■ Selected passage
:::::

Getting tough on pension offences

The Pensions Regulator (TPR) has stressed its commitment to taking a tough line on those who flout the law while supporting employers struggling because of the Covid-19 pandemic.

Speaking at the Pensions Age magazine’s spring conference, Fiona Frobisher, the regulator’s head of policy, said: “This year we won’t be talking about quicker, clearer, tougher.

“We’ll be talking about being tough on those who flout the law, and supportive of those who are struggling.”

The regulator has also stressed that it “won’t hesitate” to use new criminal sanction powers, gained from the Pensions Act 2021, “when it is the right thing to do”.

Among other reforms, the act introduces new criminal offences for improper conduct in relation to defined benefit pension schemes, with penalties including an unlimited fine and/or up to seven years’ imprisonment.

It introduces two new criminal offences, where action or inaction results in either: 1) the avoidance of an employer debt to a defined benefit (DB) scheme, or 2) a material reduction to the chance of members getting their DB benefits in full.

In a blog post, David Faris, TPR executive director of regulatory policy, analysis and advice, said: “Clear, quick, tough. That’s the regulator we have worked hard to become, and the new powers awarded to us under the Pension Schemes Act 2021 support that approach as we all strive to make pensions safer, better and greener.

“Now, as we roll out our new corporate strategy, we will ensure savers continue to sit at the heart of all we do.

“As such, we won’t hesitate to use our powers to protect savers through enforcement when it is the right thing to do, which will punish wrongdoers and deter others.

“What we will not do is overstretch the intent and purpose behind the powers. We will always take an appropriate and proportionate approach.”

He added: “We are not in the business of making the lives of competent and responsible trustees, advisers or employers, or anyone operating in this space, harder.

“We have the interests of savers at heart and we remain focused on making workplace pensions work.”

:::::

■ Exercise instructions
- 1) Write out the part of the pension offences article that starts at "Among other reforms, the" and ends at "seven years’ imprisonment.", keeping every word unchanged.
- 2) According to the pension offences article, what is the longest prison sentence that can be imposed for the new criminal offences?

■ Given material
:::::

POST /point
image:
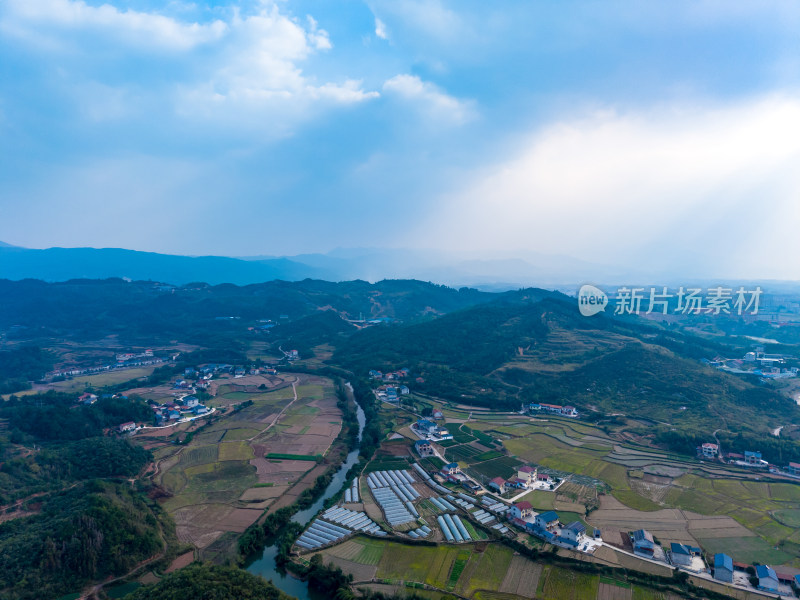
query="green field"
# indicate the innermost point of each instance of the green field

:::::

■ Answers for each item
- 1)
Among other reforms, the act introduces new criminal offences for improper conduct in relation to defined benefit pension schemes, with penalties including an unlimited fine and/or up to seven years’ imprisonment.

- 2) Up to seven years' imprisonment.